- _Instructions to follow_: From the Taylor Camp story below, extract everything from "The Trees at" down to "at the roosters.", copying it word for word.

Yes, Earth Day has come and gone. And the Earth still does her best to support us. I was invited to an open mike Earth Day event on Friday night, and asked to read a story of mine. I chose “The Trees of Taylor Camp”–which I had to rewrite from the original, and to which I have added pictures!
About writing, telling stories or otherwise engaging the attention of others:
Lesson 1: It’s OK and sometimes necessary to junk big wonderful pieces of created work, to make the whole even better. So I did.
Lesson 2: Sometimes, one is better than two. And it is.
Here is my story, first published in its original form in the late, great Circle Magazine.
The Trees at Taylor Camp, Kauai.
by Kate Bowditch
You can take the road north out of Kapa’a, on the Island of Kauai. The island is round, so the road doesn’t go north for long.
Follow it anyway, to its very end.
You will pass through tiny, wonderful towns. You will see jungle. You will see the ocean off one shoulder, with mountain vistas off your other shoulder.
You will pass through a great, arching tunnel of trees, cross one-lane bridges, and marvel at the roosters.
You always see roosters, in Kauai.
When the road ends, you have arrived at a trail-head, on your left. If you are willing to walk thirteen miles of trail with an open invitation to your early death on the ocean rocks below, you will get to a magical place called the Kalalau Valley.
I didn’t go there.
I lost interest at “thirteen miles,” let alone at “early death”…..so, I looked to the right.
Stretching along the beach, just there, is a deeply tree-filled place once called Taylor Camp.
The sunset is perfect every night here. This space has a history all its own.
This beach and the land behind it were purchased in the 1960’s by one Howard Taylor, resident of Kauai and brother of Elizabeth Taylor. His original purpose was to build himself a home there. That was thwarted by the state, which had other plans for the area.
In anger, Mr. Taylor invited a small group of main-landers who had been jailed for vagrancy, to set up tents on this property.
The group quickly expanded to a fairly large, unrelated population who were part of what was known then as “Hippies”, or “Flower Power” people.
A mostly young, free-thinking group of people grew there. As building permits were denied for any permanent structure connected to the ground, their houses, made of plywood, bamboo and plastic, were built up in the trees that still fill the land near the beach.
The trees held them, sheltered them, and became home to them all.
The place became known as Taylor Camp.
The campers lived there. They worked or didn’t work, gardened, set up public showers and toilets, and had meetings and babies. In general, they lived together in a normal way. They had no police; they did have a non-denominational church.
Apparently, they did not do much fishing. There were orderly trash-pits, and a school.

- _Provided information_:
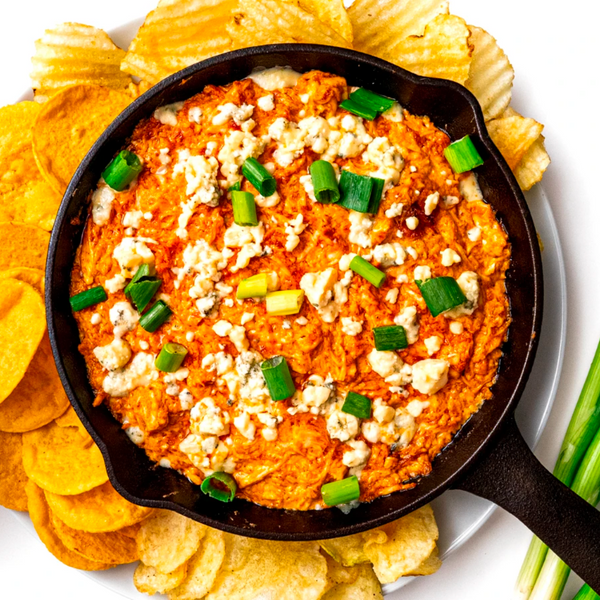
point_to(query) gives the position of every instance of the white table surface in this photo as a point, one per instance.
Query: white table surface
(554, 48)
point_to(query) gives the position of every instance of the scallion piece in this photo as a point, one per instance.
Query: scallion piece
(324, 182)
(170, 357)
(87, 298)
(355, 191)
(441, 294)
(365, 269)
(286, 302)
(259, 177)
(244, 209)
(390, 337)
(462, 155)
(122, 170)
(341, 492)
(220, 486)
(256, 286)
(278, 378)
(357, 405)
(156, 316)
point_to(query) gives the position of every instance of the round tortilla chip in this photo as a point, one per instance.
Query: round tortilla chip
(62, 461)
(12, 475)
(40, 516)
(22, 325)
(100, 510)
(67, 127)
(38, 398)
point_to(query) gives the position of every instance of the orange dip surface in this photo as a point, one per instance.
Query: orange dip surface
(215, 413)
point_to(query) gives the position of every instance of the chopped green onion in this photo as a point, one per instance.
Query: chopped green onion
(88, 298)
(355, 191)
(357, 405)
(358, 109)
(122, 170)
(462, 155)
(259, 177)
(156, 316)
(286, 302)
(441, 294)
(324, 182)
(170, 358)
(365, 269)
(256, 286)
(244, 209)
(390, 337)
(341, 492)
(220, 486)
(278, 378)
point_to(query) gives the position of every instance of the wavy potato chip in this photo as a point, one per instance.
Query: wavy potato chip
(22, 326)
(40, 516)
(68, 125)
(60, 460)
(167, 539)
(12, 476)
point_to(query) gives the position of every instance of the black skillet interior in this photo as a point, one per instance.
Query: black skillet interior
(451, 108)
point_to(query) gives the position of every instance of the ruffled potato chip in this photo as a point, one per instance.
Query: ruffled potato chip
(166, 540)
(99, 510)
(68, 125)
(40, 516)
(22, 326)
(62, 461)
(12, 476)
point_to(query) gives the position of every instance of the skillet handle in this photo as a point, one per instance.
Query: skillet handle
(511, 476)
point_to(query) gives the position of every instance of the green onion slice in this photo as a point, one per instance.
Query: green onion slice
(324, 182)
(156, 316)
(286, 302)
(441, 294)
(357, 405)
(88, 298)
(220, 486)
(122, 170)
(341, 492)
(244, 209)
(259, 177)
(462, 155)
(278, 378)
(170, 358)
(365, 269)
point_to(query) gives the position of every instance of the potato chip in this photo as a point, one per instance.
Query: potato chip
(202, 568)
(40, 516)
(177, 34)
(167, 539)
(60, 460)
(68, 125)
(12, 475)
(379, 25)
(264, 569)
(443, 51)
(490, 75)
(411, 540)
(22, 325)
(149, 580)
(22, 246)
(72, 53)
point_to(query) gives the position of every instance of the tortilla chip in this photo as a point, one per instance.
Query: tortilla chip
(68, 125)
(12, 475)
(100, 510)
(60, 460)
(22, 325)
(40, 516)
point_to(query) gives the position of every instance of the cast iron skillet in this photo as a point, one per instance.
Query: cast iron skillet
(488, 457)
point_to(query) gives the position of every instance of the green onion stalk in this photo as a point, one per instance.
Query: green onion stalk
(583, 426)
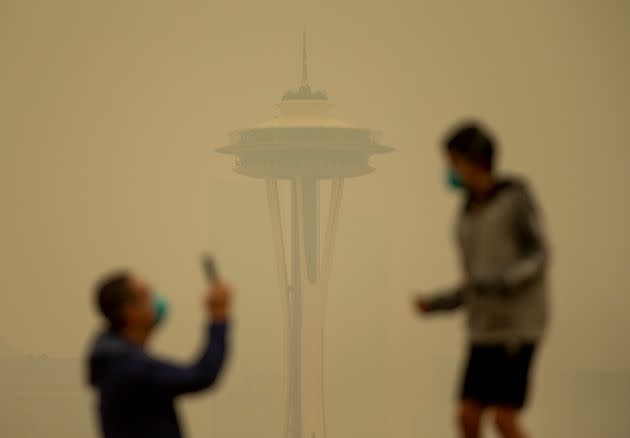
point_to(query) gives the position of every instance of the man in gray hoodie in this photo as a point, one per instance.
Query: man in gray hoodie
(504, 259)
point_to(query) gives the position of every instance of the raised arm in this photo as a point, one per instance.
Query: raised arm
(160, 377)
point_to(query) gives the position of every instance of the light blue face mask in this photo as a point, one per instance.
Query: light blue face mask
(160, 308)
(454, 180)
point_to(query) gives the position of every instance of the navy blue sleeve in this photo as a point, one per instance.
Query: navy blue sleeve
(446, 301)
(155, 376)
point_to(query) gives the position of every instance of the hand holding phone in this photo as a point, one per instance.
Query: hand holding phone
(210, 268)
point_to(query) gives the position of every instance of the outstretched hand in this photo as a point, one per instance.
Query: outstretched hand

- _Result of this task_:
The Trees at Taylor Camp, Kauai.
by Kate Bowditch
You can take the road north out of Kapa’a, on the Island of Kauai. The island is round, so the road doesn’t go north for long.
Follow it anyway, to its very end.
You will pass through tiny, wonderful towns. You will see jungle. You will see the ocean off one shoulder, with mountain vistas off your other shoulder.
You will pass through a great, arching tunnel of trees, cross one-lane bridges, and marvel at the roosters.